(Stored records)
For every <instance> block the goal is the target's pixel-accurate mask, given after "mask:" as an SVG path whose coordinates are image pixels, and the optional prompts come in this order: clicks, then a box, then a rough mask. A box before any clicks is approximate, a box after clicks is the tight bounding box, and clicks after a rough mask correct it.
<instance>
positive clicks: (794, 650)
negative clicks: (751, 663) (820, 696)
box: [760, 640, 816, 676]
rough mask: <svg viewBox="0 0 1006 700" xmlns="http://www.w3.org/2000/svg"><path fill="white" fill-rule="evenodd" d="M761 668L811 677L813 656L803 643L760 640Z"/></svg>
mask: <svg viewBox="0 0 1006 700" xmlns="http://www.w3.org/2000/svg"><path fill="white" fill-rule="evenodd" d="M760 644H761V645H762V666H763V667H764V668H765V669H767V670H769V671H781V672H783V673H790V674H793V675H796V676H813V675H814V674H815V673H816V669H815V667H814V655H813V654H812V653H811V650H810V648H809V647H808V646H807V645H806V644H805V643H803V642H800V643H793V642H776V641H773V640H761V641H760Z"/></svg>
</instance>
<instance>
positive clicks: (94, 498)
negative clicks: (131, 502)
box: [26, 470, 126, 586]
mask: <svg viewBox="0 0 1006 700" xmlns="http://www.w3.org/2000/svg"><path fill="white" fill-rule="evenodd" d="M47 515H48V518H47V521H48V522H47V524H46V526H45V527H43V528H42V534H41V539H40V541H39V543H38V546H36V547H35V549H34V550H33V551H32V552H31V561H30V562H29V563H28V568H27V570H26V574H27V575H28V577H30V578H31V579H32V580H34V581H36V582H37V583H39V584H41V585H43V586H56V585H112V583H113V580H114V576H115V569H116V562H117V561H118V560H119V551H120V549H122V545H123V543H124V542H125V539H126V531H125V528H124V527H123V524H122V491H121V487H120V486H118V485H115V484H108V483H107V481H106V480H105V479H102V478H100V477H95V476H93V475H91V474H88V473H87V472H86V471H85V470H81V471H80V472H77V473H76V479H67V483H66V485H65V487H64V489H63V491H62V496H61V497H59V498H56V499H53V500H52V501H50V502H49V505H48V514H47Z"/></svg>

Task instructions:
Your reply should contain only the number of lines in the entries above with the word "clicks".

Answer box:
5